::: Given records :::

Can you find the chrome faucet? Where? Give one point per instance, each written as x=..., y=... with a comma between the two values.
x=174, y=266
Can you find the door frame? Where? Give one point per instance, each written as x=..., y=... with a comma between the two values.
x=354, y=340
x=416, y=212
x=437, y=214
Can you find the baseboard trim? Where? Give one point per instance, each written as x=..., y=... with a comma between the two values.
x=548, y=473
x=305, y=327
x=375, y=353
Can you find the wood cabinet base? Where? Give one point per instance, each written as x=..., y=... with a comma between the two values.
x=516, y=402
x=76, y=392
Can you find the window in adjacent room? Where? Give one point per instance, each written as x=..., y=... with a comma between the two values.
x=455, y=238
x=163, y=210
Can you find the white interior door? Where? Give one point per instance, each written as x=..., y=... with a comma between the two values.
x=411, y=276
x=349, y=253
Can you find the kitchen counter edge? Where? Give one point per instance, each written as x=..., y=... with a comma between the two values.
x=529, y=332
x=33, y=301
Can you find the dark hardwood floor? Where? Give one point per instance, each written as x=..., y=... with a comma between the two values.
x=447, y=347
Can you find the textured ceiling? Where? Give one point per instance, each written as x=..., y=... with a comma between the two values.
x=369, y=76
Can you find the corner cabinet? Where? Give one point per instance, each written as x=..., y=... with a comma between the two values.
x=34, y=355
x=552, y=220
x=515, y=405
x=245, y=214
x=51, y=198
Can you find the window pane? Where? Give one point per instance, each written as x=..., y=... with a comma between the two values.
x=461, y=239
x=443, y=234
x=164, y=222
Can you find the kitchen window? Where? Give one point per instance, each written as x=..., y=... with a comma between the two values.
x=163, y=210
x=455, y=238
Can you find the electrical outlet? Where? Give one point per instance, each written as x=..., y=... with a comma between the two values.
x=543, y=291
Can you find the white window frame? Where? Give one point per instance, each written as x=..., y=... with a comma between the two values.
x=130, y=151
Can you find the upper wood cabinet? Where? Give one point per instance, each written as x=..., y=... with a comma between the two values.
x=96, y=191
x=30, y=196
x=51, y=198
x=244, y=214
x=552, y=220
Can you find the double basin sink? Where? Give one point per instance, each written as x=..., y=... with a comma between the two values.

:::

▶ [What to work on] Retype all of the records above, word for word.

▶ [Task response]
Can you find the chrome faucet? Where? Give one point per instance, each written as x=..., y=... with a comma between the two values.
x=174, y=266
Can you find the door frame? Where? Give one point per instance, each written as x=..., y=... with a comma between the two values.
x=354, y=340
x=416, y=212
x=437, y=214
Can you find the baseboard trim? Where? Give one point per instance, each written as x=..., y=... with a comma between the two values.
x=548, y=473
x=305, y=327
x=375, y=353
Can you find the wood cabinet base? Where? Give one point per instance, each written as x=..., y=... with a comma between the two values.
x=516, y=402
x=76, y=392
Can you find the window in adjacent room? Where? Give one point per instance, each written as x=..., y=... with a comma between the two values.
x=455, y=238
x=163, y=210
Can you find the white interior door? Where? Give one point per instance, each written as x=..., y=... with a comma between the two values.
x=411, y=276
x=349, y=253
Can you find the kitchen counter edge? Where? Give one point per instance, each written as x=..., y=... with a comma between the two values.
x=529, y=332
x=33, y=301
Can you find the dark hardwood floor? Where? Give one point per instance, each written as x=..., y=... with a comma between the two values.
x=447, y=347
Can you find the textured ceiling? Where? Give one point per instance, each written as x=..., y=... with a comma between the two values.
x=369, y=76
Can you find the corner cabinet? Where? Give one point per instance, each written as x=..., y=... with a comma between the two values.
x=34, y=355
x=552, y=220
x=515, y=405
x=245, y=214
x=51, y=198
Can you find the window pane? Where? Give one point per instance, each written as x=..., y=... with a comma between the two values.
x=461, y=239
x=443, y=234
x=164, y=222
Can you find the kitchen window? Where? Give one point per instance, each written as x=..., y=... with a comma between the two values.
x=163, y=210
x=455, y=238
Can you find the electrical outlet? Where? Give one point per instance, each written as x=..., y=... with a comma between the two values.
x=543, y=291
Can you find the white window frame? Where? Give one point per instance, each written as x=..., y=... with a comma between the two values.
x=130, y=151
Can you find the upper wood cabinet? Where? Give one point per instance, each written as x=..., y=... with a comma between the two values.
x=96, y=191
x=30, y=196
x=51, y=198
x=244, y=214
x=552, y=220
Can you find the double basin sink? Where? Give one point per instance, each written as x=..., y=... with a comma between the two values.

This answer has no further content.